- **GIVEN PASSAGE**:

Is this not a pluralistic society?


----------



## Nick Batzdorf (Sep 18, 2016)

Nope. You're being lazy. This is very real.


----------



## Red (Sep 18, 2016)

You assume too much.

What's not to say, I may have done more research and have more inside connections to know the truth?

Human rational is a myth. And your Voldemort like treatment of Trump is proving so. Yes paradoxical, I know.

I very much guarantee you, Hillary or Trump it doesn't matter.

I agree with you all that both Hillary and Trump are horrible people that I would never want to hang out with, let alone waste my time thinking about.

But they're not capable of screwing the country over.


----------



## Michael K. Bain (Sep 18, 2016)

Nick Batzdorf said:


> Michael and erika, let me quadrillion down on what I said:
> 
> ANYONE WHO VOTES FOR TXXXX IS FAR WORSE THAN DEPLORABLE.
> 
> ...


You are the one so far up the Democrat Party butt that you can't see anything but hatred for anyone who is not. I think you are a raving lunatic.


----------



## Nick Batzdorf (Sep 18, 2016)

Nope. You're the one who's being played by the media if that's what you believe. 

(Edit: this was answering Red.)


----------



## Nick Batzdorf (Sep 18, 2016)

Michael, you're mistaking extreme outrage at hatred for hatred. Totally different.

Sorry you're incapable of understanding positions more subtle than yours.


----------



## Michael K. Bain (Sep 18, 2016)

Nick Batzdorf said:


> Michael, you're mistaking extreme outrage at hatred for hatred. Totally different.
> 
> Sorry you're incapable of understanding positions more subtle than yours.


I understand your position perfectly.Call it outrage all you want, but in almost every single post you make in this forum you demonize and make vicious sweeping generalizations about Republicans. That is hatred.


----------



## Nick Batzdorf (Sep 18, 2016)

You've never met me.

My sweeping generalizations are all true, and I'm only calling demons what they are, not creating them.

- **TASK OBJECTIVE**:
Reproduce word for word everything in the forum thread above from "You assume too" down to "paradoxical, I know.".

- **DATASET EXCERPTS**:
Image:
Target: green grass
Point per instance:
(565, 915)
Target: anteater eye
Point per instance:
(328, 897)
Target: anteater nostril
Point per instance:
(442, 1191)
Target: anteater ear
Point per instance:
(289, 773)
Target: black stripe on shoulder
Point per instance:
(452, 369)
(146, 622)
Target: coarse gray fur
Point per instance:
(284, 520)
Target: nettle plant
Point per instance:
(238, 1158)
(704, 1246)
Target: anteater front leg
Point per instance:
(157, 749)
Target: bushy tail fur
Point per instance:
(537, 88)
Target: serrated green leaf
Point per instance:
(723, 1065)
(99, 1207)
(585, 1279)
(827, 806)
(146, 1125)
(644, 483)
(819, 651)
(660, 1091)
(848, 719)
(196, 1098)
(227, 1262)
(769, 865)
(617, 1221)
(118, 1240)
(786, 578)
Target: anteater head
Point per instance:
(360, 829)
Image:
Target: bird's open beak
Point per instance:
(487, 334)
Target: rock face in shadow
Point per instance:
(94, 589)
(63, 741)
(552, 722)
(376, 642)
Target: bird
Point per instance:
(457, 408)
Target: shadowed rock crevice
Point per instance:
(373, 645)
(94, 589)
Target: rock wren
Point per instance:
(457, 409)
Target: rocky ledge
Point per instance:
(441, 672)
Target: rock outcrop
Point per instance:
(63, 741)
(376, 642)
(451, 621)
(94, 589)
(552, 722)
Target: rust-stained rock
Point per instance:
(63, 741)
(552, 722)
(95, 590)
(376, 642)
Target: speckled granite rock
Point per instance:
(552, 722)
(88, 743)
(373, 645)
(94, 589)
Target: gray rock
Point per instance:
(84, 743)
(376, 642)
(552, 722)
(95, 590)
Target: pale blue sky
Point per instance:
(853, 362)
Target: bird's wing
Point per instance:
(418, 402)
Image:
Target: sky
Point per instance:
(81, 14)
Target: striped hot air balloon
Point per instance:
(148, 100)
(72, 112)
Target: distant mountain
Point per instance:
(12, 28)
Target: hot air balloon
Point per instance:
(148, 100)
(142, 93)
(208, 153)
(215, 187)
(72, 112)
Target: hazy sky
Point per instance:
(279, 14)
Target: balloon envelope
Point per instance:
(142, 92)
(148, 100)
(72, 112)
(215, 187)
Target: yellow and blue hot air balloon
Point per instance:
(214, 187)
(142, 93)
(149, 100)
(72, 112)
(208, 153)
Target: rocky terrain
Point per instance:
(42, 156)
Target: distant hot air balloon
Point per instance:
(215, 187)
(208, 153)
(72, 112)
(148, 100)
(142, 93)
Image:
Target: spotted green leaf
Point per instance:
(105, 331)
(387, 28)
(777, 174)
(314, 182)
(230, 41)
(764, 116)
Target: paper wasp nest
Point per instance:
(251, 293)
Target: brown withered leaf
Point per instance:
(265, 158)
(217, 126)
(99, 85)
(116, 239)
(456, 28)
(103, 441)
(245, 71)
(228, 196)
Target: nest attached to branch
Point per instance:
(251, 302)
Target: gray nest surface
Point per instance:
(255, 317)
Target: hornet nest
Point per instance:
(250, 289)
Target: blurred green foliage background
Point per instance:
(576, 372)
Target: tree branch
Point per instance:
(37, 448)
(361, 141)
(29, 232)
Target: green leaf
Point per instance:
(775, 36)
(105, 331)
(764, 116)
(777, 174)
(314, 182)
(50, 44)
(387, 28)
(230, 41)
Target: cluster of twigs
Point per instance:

- **RESULT FOR THIS EXERCISE**:
You assume too much.

What's not to say, I may have done more research and have more inside connections to know the truth?

Human rational is a myth. And your Voldemort like treatment of Trump is proving so. Yes paradoxical, I know.